DESCRIPTION OF THE TASK
Please edit every one of the entries below so that "JSON object" becomes "JSON dictionary", keeping the rest of each line unchanged.

(Position identification entries)

::::::::::

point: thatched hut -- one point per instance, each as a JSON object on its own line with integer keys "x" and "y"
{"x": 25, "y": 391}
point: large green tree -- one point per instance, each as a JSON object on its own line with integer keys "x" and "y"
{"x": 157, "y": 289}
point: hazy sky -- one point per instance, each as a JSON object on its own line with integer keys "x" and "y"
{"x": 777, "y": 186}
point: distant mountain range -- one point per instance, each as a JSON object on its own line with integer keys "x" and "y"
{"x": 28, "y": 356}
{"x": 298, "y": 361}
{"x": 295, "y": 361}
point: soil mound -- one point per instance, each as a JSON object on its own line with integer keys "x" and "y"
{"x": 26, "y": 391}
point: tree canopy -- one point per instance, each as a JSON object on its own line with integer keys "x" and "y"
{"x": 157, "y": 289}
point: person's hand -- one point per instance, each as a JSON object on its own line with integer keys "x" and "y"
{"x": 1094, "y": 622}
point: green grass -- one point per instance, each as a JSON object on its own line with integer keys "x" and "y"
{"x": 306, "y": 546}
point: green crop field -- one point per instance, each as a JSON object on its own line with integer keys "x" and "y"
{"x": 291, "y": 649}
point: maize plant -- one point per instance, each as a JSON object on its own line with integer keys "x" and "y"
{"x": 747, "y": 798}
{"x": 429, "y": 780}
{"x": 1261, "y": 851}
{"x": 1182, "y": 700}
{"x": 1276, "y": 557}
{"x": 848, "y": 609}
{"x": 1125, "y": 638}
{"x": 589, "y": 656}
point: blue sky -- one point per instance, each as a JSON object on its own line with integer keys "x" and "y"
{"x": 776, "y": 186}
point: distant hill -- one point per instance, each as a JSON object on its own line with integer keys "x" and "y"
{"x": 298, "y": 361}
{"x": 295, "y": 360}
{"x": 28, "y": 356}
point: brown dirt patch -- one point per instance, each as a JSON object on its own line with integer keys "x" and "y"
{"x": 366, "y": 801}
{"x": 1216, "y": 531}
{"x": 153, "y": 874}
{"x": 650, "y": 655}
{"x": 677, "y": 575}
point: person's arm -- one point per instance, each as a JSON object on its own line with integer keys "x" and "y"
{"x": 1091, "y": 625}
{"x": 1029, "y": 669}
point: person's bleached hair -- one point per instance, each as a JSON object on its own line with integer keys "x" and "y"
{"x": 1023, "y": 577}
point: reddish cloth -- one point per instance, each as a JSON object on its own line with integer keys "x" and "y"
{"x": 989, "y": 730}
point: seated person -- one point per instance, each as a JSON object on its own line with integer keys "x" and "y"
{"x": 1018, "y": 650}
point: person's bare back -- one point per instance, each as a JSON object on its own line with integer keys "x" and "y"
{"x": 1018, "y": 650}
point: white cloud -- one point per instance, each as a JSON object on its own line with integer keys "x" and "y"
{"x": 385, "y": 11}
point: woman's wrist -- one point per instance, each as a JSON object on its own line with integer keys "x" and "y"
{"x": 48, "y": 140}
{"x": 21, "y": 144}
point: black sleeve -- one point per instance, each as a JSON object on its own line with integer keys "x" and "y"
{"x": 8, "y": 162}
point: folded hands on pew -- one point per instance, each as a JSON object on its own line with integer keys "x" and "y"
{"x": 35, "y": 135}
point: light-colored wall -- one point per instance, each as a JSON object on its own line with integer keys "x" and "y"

::::::::::

PROBLEM SOLUTION
point: thatched hut -- one point per instance, each as a JSON dictionary on its own line with integer keys "x" and "y"
{"x": 25, "y": 391}
point: large green tree -- one point per instance, each as a JSON dictionary on its own line with integer keys "x" and "y"
{"x": 157, "y": 289}
point: hazy sky -- one point per instance, each as a JSON dictionary on its own line with integer keys "x" and "y"
{"x": 777, "y": 186}
point: distant mountain range -- one point per instance, each as a JSON dictionary on its own line with integer keys "x" and "y"
{"x": 28, "y": 356}
{"x": 298, "y": 361}
{"x": 295, "y": 361}
point: soil mound -- one point per instance, each as a JSON dictionary on its own line with integer keys "x" and "y"
{"x": 26, "y": 391}
point: tree canopy -- one point per instance, each as a JSON dictionary on its own line with integer keys "x" and "y"
{"x": 157, "y": 289}
point: person's hand -- one point per instance, each as a JSON dictionary on its own line with integer keys "x" and "y"
{"x": 1094, "y": 622}
point: green grass -- one point per instance, each as a JSON dictionary on its own line with integer keys "x" and "y"
{"x": 306, "y": 546}
point: green crop field -- one point per instance, each as a JSON dictionary on its own line with integer keys "x" and "y"
{"x": 291, "y": 649}
point: maize plant -- one point per instance, each as a JSON dictionary on its own line with integer keys "x" and "y"
{"x": 747, "y": 798}
{"x": 429, "y": 780}
{"x": 1261, "y": 851}
{"x": 1182, "y": 700}
{"x": 1276, "y": 557}
{"x": 848, "y": 609}
{"x": 1125, "y": 638}
{"x": 589, "y": 656}
point: blue sky -- one point per instance, each as a JSON dictionary on its own line with integer keys "x" and "y"
{"x": 776, "y": 186}
point: distant hill -- one point per instance, each as a JSON dictionary on its own line with integer keys "x" and "y"
{"x": 298, "y": 361}
{"x": 295, "y": 360}
{"x": 28, "y": 356}
point: brown dirt patch -- one point per instance, each as a JSON dictionary on its own line with integer keys "x" and "y"
{"x": 366, "y": 801}
{"x": 1216, "y": 531}
{"x": 153, "y": 874}
{"x": 650, "y": 655}
{"x": 677, "y": 575}
point: person's arm -- one point per instance, each as a JSON dictionary on its own line with integer keys "x" and "y"
{"x": 1091, "y": 625}
{"x": 1029, "y": 669}
point: person's bleached hair -- one point per instance, each as a JSON dictionary on its own line with integer keys "x" and "y"
{"x": 1023, "y": 577}
point: reddish cloth -- one point per instance, each as a JSON dictionary on its own line with integer keys "x" and "y"
{"x": 989, "y": 730}
point: seated person -- one point per instance, each as a JSON dictionary on its own line with integer keys "x" and "y"
{"x": 1018, "y": 650}
point: person's bare back -- one point per instance, each as a JSON dictionary on its own line with integer keys "x" and "y"
{"x": 1018, "y": 650}
point: white cloud -- one point per instance, each as a JSON dictionary on its own line with integer keys "x" and "y"
{"x": 385, "y": 11}
point: woman's wrist -- one point per instance, each as a JSON dictionary on its own line with integer keys "x" and "y"
{"x": 48, "y": 140}
{"x": 21, "y": 144}
point: black sleeve -- one point per instance, each as a JSON dictionary on its own line with integer keys "x" and "y"
{"x": 8, "y": 162}
point: folded hands on pew -- one point per instance, each as a JSON dictionary on its own line with integer keys "x" and "y"
{"x": 35, "y": 135}
point: light-colored wall -- one point per instance, each as a JSON dictionary on its own line with integer keys "x" and "y"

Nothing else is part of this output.